Testo:
#####
Tutte queste opere, quindi, prevedono la costruzione di manufatti di vario tipo legati indissolubilmente alla coltivazione al fine di dare luogo a “infrastrutture di trasporto ricomprese o da ricomprendere nella rete di trasmissione nazionale o rete nazionale di gasdotti”, ai sensi dell’art. 135 c.p.a. cit. e ciò vale anche per il decreto del M.I.S.E. impugnato con i motivi aggiunti, adottato – come ricordano gli stessi ricorrenti – “a valle” dei provvedimenti di compatibilità ambientale.
Si ricorda che, proprio in merito alla competenza del TAR Lazio, sede di Roma, ai sensi del richiamato art. 135, comma 1, lett. f), c.p.a. il Consiglio di Stato ha riconosciuto, in sede di regolamento di competenza ex artt. 15 e 16 c.p.a., che l’uso della locuzione “controversie” di cui a tale norma deve essere riferito non solo ai provvedimenti concernenti l’autorizzazione alla realizzazione dei rigassificatori ma anche a tutte quelle manifestazioni dei pubblici poteri che, anche indirettamente, attengano alla costruzione degli impianti in questione (Cons. Stato, A.P., ord. 26.7.12, n. 29).
Applicando tale chiave di lettura anche alle “infrastrutture di trasporto ricomprese o da ricomprendere nella rete di trasmissione nazionale o rete nazionale di gasdotti”, di cui alla medesima norma, il Collegio ritiene che l’inscindibilità del complesso delle opere realizzande dalla rete nazionale di trasporto, ove ivi presumibilmente confluisce il gas estratto e “lavorato”, consenta di escludere che i provvedimenti impugnati abbiano un effetto limitato al contesto territoriale in cui opera il Tribunale regionale amministrativo della Sicilia, ai sensi dell’art. 13 c.p.a., e che nel caso di specie operi la norma speciale di cui al richiamato art. 135 c.p.a.
A corroborare tale conclusione, valga anche il richiamo all’art. 38 d.l. n. 133/14, conv. in l. n. 164/14, operato dalle parti controinteressate, laddove è precisato, al comma 1, che “Al fine di valorizzare le risorse energetiche nazionali e garantire la sicurezza degli approvvigionamenti del Paese, le attività di prospezione, ricerca e coltivazione di idrocarburi e quelle di stoccaggio sotterraneo di gas naturale rivestono carattere di interesse strategico…”, con ciò confermando, con il richiamo all’interesse strategico, l’influenza sull’intera rete nazionale di gasdotti delle attività corrispondenti a quelle assentite con i provvedimenti impugnati.
Chiarito ciò e passando ad esaminare nel merito l’intero gravame, il Collegio ne rileva l’infondatezza.
#####
Estratto del materiale:

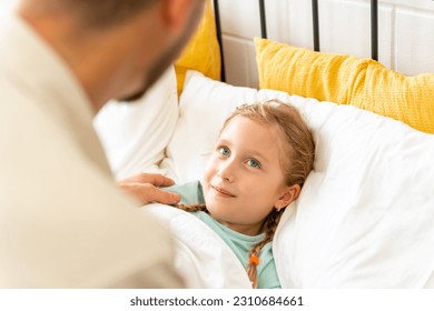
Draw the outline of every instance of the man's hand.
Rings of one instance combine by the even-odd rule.
[[[119,187],[142,204],[152,202],[176,204],[180,201],[179,194],[158,188],[169,187],[174,183],[170,178],[162,174],[140,173],[119,181]]]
#####
Consegna: Secondo il testo, quale carattere attribuisce l'art. 38 del d.l. n. 133/14 alle attività di prospezione, ricerca e coltivazione di idrocarburi?

Soluzione: Un carattere di interesse strategico.